→ Challenge: Reproduce every line of the data below word for word, with nothing added or left out.

## start

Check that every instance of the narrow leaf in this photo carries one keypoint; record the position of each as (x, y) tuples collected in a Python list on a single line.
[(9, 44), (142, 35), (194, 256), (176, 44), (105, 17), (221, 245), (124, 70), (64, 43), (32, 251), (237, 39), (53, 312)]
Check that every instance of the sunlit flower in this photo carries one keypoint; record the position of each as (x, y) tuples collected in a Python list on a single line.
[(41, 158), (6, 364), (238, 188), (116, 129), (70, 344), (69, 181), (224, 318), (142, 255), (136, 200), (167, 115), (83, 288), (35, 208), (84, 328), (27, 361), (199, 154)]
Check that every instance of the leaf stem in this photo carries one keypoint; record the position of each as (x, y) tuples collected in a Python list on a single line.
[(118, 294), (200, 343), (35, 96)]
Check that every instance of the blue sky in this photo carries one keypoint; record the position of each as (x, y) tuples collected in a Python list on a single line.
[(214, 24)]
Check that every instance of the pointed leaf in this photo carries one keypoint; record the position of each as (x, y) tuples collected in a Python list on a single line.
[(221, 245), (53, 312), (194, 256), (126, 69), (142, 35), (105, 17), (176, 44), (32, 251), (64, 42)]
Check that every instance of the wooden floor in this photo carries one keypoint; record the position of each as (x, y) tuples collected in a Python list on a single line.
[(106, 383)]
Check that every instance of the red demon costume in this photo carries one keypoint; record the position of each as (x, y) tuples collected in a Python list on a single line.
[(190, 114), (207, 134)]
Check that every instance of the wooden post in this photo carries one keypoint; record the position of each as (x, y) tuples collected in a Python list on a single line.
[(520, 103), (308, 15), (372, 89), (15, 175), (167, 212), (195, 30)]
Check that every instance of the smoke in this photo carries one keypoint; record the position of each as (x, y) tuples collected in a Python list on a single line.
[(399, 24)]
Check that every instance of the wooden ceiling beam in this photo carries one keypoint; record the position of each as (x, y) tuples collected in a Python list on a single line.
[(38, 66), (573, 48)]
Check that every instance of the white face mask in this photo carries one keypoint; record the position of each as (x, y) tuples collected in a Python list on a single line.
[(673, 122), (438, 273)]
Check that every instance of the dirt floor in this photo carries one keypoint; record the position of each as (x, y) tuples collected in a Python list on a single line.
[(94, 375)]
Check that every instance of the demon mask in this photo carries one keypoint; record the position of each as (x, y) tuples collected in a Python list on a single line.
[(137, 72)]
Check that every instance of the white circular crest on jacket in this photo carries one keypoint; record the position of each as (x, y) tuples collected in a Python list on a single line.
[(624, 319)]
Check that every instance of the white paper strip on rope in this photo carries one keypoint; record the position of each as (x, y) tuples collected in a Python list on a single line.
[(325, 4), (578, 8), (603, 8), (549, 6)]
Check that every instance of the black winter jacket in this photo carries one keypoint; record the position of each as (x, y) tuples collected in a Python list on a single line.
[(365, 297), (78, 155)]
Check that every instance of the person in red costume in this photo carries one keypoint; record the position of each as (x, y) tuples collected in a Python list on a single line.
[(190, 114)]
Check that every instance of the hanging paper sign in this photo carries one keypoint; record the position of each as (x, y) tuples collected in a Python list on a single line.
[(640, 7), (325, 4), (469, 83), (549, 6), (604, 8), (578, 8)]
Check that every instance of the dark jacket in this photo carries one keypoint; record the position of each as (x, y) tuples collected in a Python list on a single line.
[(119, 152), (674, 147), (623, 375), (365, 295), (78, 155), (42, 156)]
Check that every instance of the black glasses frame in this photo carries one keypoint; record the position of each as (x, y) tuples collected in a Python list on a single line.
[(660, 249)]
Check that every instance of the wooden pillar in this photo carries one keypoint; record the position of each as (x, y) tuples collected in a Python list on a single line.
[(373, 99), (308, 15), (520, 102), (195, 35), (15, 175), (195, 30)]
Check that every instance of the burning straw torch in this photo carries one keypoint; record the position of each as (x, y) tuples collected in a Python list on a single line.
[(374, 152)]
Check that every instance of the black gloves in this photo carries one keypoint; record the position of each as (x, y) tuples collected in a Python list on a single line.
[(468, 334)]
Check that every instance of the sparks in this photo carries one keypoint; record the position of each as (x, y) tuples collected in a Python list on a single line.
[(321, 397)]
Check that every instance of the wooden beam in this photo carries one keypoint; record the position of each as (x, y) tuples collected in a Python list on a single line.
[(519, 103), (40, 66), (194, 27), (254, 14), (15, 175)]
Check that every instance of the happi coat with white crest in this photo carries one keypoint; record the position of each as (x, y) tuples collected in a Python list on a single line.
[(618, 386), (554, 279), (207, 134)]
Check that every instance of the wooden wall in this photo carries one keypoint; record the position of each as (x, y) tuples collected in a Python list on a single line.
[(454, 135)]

## end

→ Solution below:
Check that every instance of the narrow leaf in this photo carries one keypoint; record the position of each as (x, y) tuples collected in a Python list on a single line.
[(9, 44), (142, 35), (194, 256), (176, 44), (105, 17), (221, 245), (124, 70), (64, 43), (32, 251), (237, 39), (53, 312)]
Check that every instance of the sunlit flower in this photo carries one keypoint; record the position of each as (x, y) tuples collected in a Python list on a single line.
[(41, 158), (6, 364), (238, 188), (116, 129), (70, 344), (69, 181), (224, 318), (142, 255), (136, 200), (167, 115), (83, 288), (35, 208), (84, 328), (27, 361), (199, 154)]
Check that every instance of the leaf stem in this photo carries one keypoint; record the position of each as (x, y) tuples collected in a Python list on a single line.
[(118, 294), (200, 343), (35, 96)]
Check that every instance of the blue sky in this photo carries one keypoint; record the position of each as (x, y) tuples collected in a Python list on a single line.
[(214, 24)]
Check that every instance of the pointed leaf in this photo carries one keypoint; record the position of each as (x, y) tuples collected in a Python list on a single line.
[(221, 245), (53, 312), (194, 256), (126, 69), (142, 35), (105, 17), (176, 44), (32, 251), (64, 42)]
Check that every instance of the wooden floor in this photo carries one keypoint; record the position of each as (x, y) tuples collected in a Python list on a single line.
[(106, 383)]
Check that every instance of the red demon costume in this photo carries one keypoint; record the position of each as (x, y) tuples collected in a Python list on a single line.
[(190, 114), (207, 134)]
Check that every instance of the wooden post in this photo carries one keypoint; record the position of each as (x, y) tuples collected in a Python list on a single line.
[(520, 103), (308, 15), (372, 89), (15, 175), (167, 212), (195, 30)]
Check that every instance of the smoke in this photo carries one keypoint; record the position of each as (x, y) tuples collected in a Python list on a single line.
[(399, 24)]
Check that every instance of the wooden ceiling beam in this photo carries one keypoint; record the position of each as (x, y) tuples collected in a Python list on a single line.
[(38, 66), (573, 48)]
Check that every instance of the white face mask in this photo carries one keypoint; record the position of each as (x, y) tuples collected in a Python list on a single line.
[(673, 122), (438, 273)]
Check that every instance of the dirt floor in this photo carries one keypoint; record the position of each as (x, y) tuples collected in a Python list on a single line.
[(94, 375)]
Check that every instance of the demon mask in this photo carries one keypoint; record the position of each as (x, y) tuples collected in a Python list on a single line.
[(137, 72)]
Check that every instance of the white circular crest on jacket in this photo carries one keypoint; record the position of each as (x, y) tuples collected in a Python list on a single line.
[(624, 319)]
Check that every instance of the white paper strip on rope in this photo carries one keypoint; record the position of each as (x, y) tuples collected in a Python list on a single line.
[(325, 4), (578, 8), (603, 8), (549, 6)]
Check that every instance of the black winter jacket in this photo carries one keypoint; record the position of each as (x, y) tuples collected in a Python list on a single line.
[(365, 297), (78, 155)]
Check that every instance of the person in red costume in this photo carries one keypoint; record the position of each as (x, y) tuples collected in a Python list on a single line.
[(190, 114)]
Check that every instance of the hanging paper sign in this photo carries one keypoint; record the position of each as (x, y) tuples collected in a Python list on a single line.
[(640, 7), (325, 4), (469, 83), (549, 6), (604, 8), (578, 8)]
Check that every instance of the dark jacket in this photo carries one keypoint; record the position of each as (x, y) tuples collected in a Python list on a single line.
[(119, 152), (674, 147), (623, 375), (365, 295), (78, 155), (42, 156)]
Check that every instance of the black glasses frame in this photo carries one keypoint; record the position of each as (x, y) tuples collected in a Python list on a single line.
[(660, 249)]
Check that every instance of the wooden pillar in this photo carries one keypoint; record the position of each as (x, y) tuples collected in a Python list on a single line.
[(373, 99), (308, 15), (520, 102), (195, 35), (15, 175), (195, 30)]
Check that every instance of the burning straw torch in this photo carries one keypoint; record the position of each as (x, y) tuples collected in a Python list on a single line.
[(374, 152)]
Check that every instance of the black gloves in this photo carries one keypoint; record the position of each as (x, y) tuples collected in a Python list on a single line.
[(468, 334)]
Check that every instance of the sparks in this photo carries one keypoint; record the position of each as (x, y) tuples collected in a Python list on a single line.
[(321, 397)]
Check that every instance of the wooden beam in this photo carries one keypoint; record the position of each as (x, y) tuples collected in a Python list on a single line.
[(519, 103), (40, 66), (194, 27), (254, 14), (15, 175)]
Check that every instance of the happi coat with white crest in this photo carries one keypoint; record the position of each as (x, y) tuples collected in a Python list on a single line.
[(618, 386), (554, 279), (207, 134)]
Check that every instance of the wooden wall in this photo carries one keypoint; record the position of each as (x, y) tuples collected in a Python list on a single line.
[(454, 135)]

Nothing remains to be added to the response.